■ 任务目标 A ■
在这段传感器驱动初始化代码中，如果 sensorIdx 为 0，函数会返回什么值？
■ 任务目标 B ■
请把这段传感器驱动初始化代码中从“ret = getResolution(pSensorResInfo);”到“exposure time convert.”的部分重写一遍，并将其中的“getResolution”换成“queryResolution”。

■ 引用段落 ■
3、HAL层通过ioctl设置sensor驱动

  ->imgsensor_drv.cpp

MINT32
ImgSensorDrv::init(MINT32 sensorIdx)
{
    UCHAR cBuf[64];
    MINT32 ret = SENSOR_NO_ERROR;
    MUINT16 pFeaturePara16[2];
    MUINT32 FeaturePara32;
    MUINT32 FeatureParaLen;
    //MUINT32 sensorDrvInfo[KDIMGSENSOR_MAX_INVOKE_DRIVERS] = {0,0};
    IMAGE_SENSOR_TYPE sensorType_prioriy = IMAGE_SENSOR_TYPE_UNKNOWN;
    ACDK_SENSOR_RESOLUTION_INFO_STRUCT *pSensorResInfo[2];
    SENSOR_DEV_ENUM sensorDevId;

    if (  0 == sensorIdx ) {
        LOG_ERR("invalid sensorIdx[0x%08x] \n",sensorIdx);
        return SENSOR_INVALID_PARA;
    }
    //select driver
    if ( ( DUAL_CAMERA_MAIN_SENSOR|DUAL_CAMERA_MAIN_2_SENSOR ) == sensorIdx ) {
        //N3D mode
        SELECT_PRIORITY_DRIVER(main,N3D_PRIORITY_DRIVER);
    }
    else {
        //2D mode
        SELECT_PRIORITY_DRIVER(main,N2D_PRIORITY_DRIVER);
        //SELECT_PRIORITY_DRIVER(main2,N2D_PRIORITY_DRIVER);
        SELECT_PRIORITY_DRIVER(sub,N2D_PRIORITY_DRIVER);
    }
    //配置为前摄 或者后摄
    IMGSNESOR_FILL_SET_DRIVER_INFO(sensorIdx);
    //
    LOG_MSG("[init] mUsers = %d\n", mUsers);
    Mutex::Autolock lock(mLock);

    if (mUsers == 0) {
        if (m_fdSensor == -1) {
            sprintf(cBuf,"/dev/%s",CAMERA_HW_DEVNAME);
            m_fdSensor = ::open(cBuf, O_RDWR);
            if (m_fdSensor < 0) {
                LOG_ERR("[init]: error opening %s: %s \n", cBuf, strerror(errno));
                return SENSOR_INVALID_DRIVER;
            }
        }
    }


    //设置sensor驱动
    **ret = ioctl(m_fdSensor, KDIMGSENSORIOC_X_SET_DRIVER,sensorDrvInit);**
    if (ret < 0) {
       LOG_ERR("[init]: ERROR:KDCAMERAHWIOC_X_SET_DRIVER\n");
    }

    android_atomic_inc(&mUsers);

    //init. resolution
    pSensorResInfo[0] = &m_SenosrResInfo[0];
    pSensorResInfo[1] = &m_SenosrResInfo[1];

    ret = getResolution(pSensorResInfo);
    if (ret < 0) {
        LOG_ERR("[init]: Get Resolution error\n");
        return SENSOR_UNKNOWN_ERROR;
    }


    if(SENSOR_MAIN & sensorIdx ) {
        sensorDevId = SENSOR_MAIN;

        //calculater g_LineTimeInus for exposure time convert.

■ 可用数据 ■
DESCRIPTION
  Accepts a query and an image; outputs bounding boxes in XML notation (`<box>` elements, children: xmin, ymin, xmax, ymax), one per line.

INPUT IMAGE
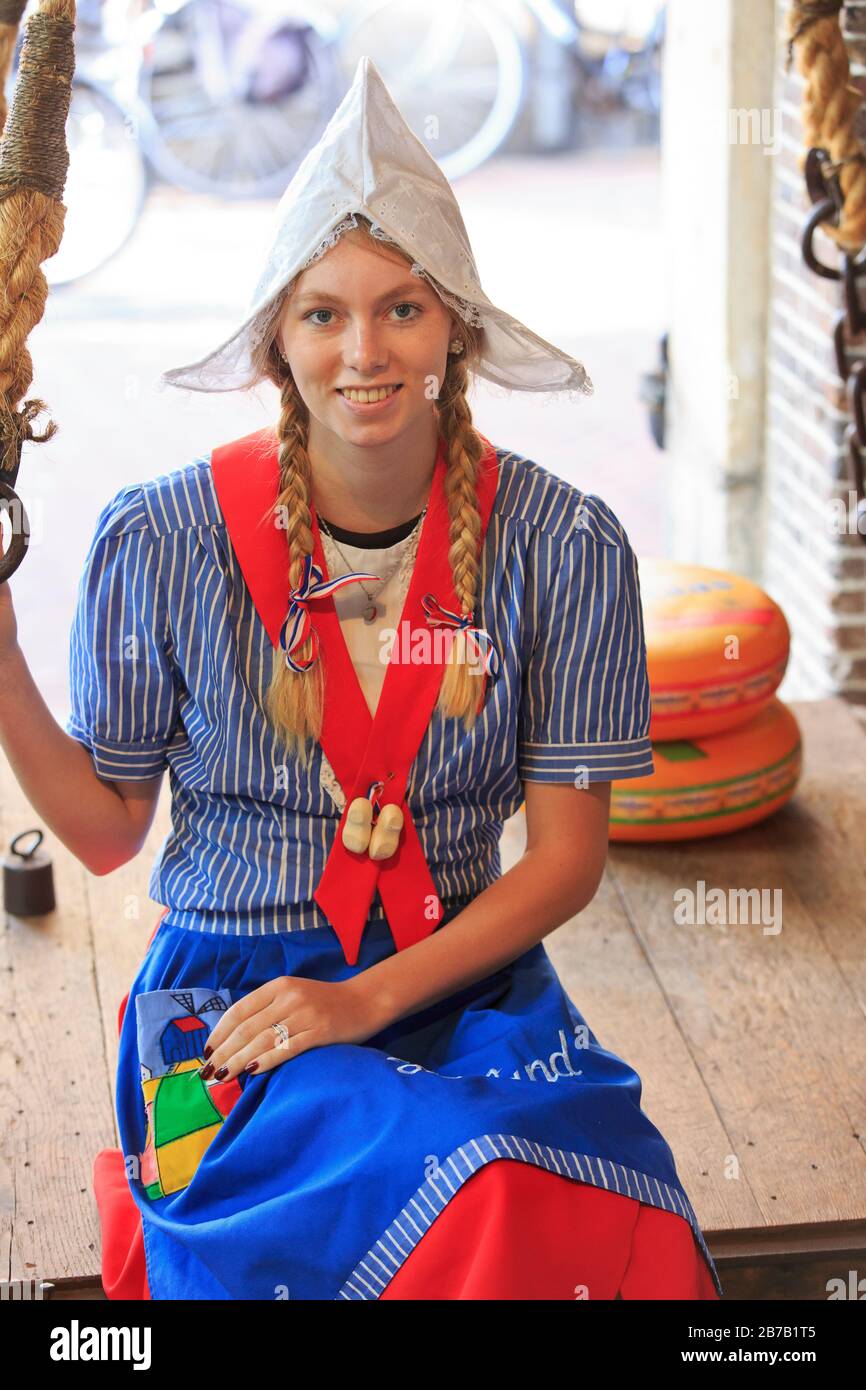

■ 结果 A ■
SENSOR_INVALID_PARA

■ 结果 B ■
ret = queryResolution(pSensorResInfo);
    if (ret < 0) {
        LOG_ERR("[init]: Get Resolution error\n");
        return SENSOR_UNKNOWN_ERROR;
    }


    if(SENSOR_MAIN & sensorIdx ) {
        sensorDevId = SENSOR_MAIN;

        //calculater g_LineTimeInus for exposure time convert.